◆ Objective
Format the data from the line containing "outline park bench with backrest" through the line containing "673), (268, 671)]" as a Markdown table with the columns Row and Entry, one line per row. Omit blank lines, and leave the pictures out of the answer.

## BEGIN Given data

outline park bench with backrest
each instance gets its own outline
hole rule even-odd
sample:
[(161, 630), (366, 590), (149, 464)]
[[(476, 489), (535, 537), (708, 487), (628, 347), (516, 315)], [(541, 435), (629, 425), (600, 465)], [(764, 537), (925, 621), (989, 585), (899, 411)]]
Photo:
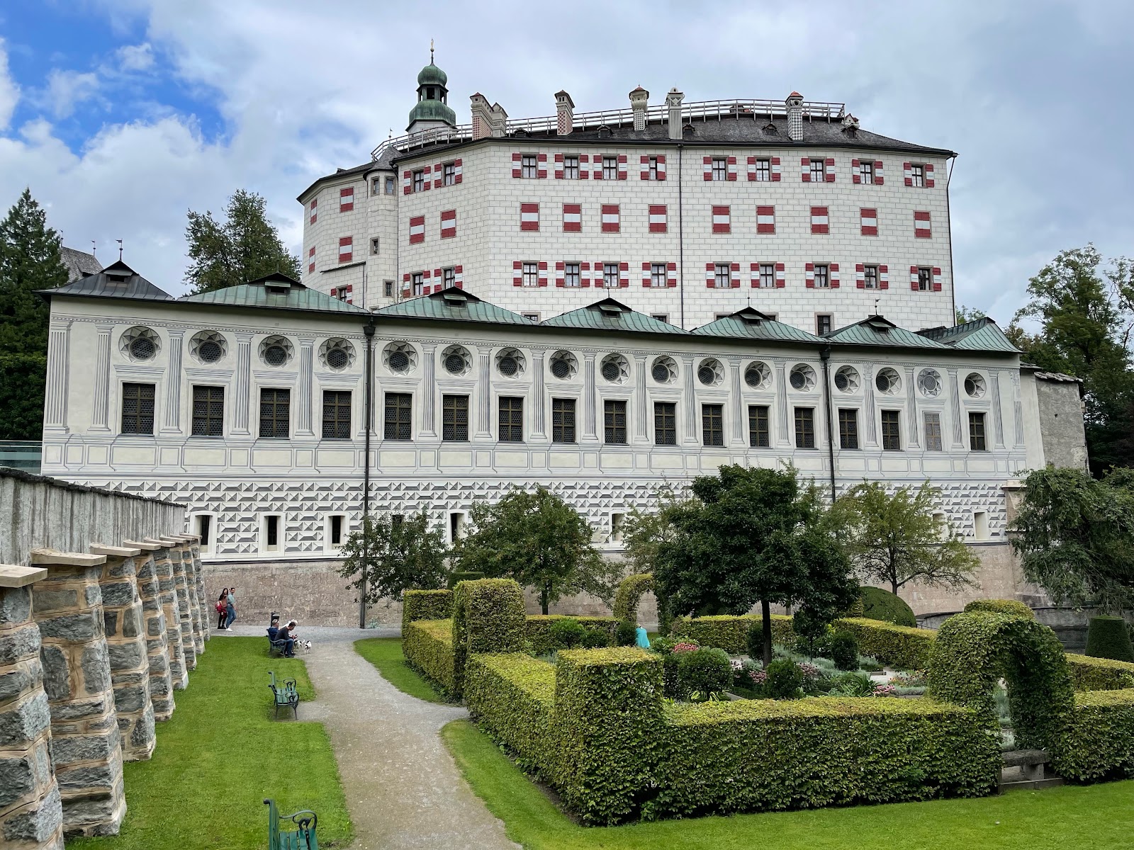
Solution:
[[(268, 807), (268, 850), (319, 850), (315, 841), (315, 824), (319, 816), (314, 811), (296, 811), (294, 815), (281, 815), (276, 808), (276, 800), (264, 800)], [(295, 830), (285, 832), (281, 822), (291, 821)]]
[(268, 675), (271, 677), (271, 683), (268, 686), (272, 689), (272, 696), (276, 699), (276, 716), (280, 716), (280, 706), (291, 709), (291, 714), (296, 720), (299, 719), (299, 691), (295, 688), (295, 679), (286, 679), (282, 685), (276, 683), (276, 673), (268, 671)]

## END Given data
## BEGIN Given data

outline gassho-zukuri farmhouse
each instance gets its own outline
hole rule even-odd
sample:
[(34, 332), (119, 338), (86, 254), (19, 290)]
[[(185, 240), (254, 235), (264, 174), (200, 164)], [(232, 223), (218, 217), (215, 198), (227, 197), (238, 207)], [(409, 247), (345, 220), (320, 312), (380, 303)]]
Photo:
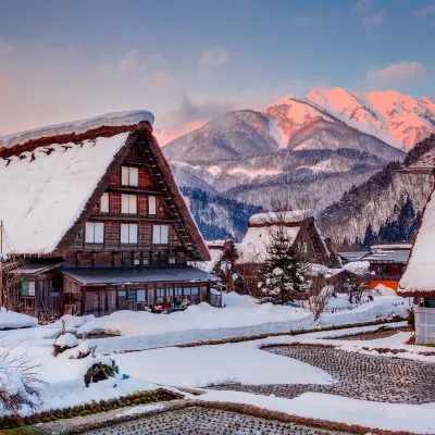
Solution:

## END Given data
## BEGIN Given data

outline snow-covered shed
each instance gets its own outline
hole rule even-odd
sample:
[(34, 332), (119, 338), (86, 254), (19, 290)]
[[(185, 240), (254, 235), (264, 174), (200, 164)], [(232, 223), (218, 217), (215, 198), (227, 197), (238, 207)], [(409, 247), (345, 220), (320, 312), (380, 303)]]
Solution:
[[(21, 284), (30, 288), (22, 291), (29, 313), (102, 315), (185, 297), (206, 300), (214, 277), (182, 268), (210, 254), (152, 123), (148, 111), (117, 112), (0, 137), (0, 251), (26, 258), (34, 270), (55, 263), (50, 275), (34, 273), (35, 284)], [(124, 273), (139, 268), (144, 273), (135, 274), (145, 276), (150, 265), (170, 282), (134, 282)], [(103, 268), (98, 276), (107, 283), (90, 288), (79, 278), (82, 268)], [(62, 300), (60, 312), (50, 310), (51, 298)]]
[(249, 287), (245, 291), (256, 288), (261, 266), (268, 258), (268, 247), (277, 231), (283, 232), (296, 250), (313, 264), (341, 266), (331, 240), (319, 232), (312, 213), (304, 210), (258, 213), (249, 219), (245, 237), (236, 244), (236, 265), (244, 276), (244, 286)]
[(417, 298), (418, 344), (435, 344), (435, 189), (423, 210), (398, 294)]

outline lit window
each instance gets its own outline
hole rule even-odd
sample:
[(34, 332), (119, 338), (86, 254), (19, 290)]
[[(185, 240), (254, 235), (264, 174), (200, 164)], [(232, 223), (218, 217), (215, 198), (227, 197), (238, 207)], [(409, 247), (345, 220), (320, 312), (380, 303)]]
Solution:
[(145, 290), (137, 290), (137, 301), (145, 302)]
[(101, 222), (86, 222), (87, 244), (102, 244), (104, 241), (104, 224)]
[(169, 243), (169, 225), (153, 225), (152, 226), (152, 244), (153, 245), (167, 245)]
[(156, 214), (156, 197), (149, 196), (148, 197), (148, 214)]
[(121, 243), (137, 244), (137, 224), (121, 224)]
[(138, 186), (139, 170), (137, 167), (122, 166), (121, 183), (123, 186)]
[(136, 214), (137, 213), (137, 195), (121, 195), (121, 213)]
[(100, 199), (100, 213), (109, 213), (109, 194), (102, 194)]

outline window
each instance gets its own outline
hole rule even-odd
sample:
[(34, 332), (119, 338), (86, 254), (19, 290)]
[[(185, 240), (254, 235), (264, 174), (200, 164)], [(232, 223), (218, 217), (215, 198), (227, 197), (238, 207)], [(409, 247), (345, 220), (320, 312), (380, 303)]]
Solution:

## END Given data

◆ Output
| Row | Entry |
|---|---|
| 1 | outline park bench with backrest |
| 2 | each instance gets its own outline |
| 3 | hole rule even-odd |
| 4 | sample: |
| 5 | [(161, 630), (366, 590), (149, 464)] |
| 6 | [[(476, 489), (535, 537), (708, 487), (628, 347), (516, 315)], [(541, 435), (629, 425), (600, 465)], [(764, 537), (925, 621), (989, 585), (899, 411)]] |
| 7 | Photo: |
| 8 | Solution: |
| 9 | [[(268, 807), (268, 850), (319, 850), (315, 841), (315, 824), (319, 816), (314, 811), (296, 811), (294, 815), (281, 815), (276, 808), (276, 800), (264, 800)], [(295, 830), (285, 832), (281, 822), (291, 821)]] |
| 10 | [(268, 675), (271, 677), (271, 683), (268, 686), (272, 689), (272, 696), (276, 699), (276, 716), (280, 716), (280, 706), (291, 709), (291, 714), (296, 720), (299, 719), (299, 691), (295, 688), (295, 679), (286, 679), (282, 685), (276, 683), (276, 673), (268, 671)] |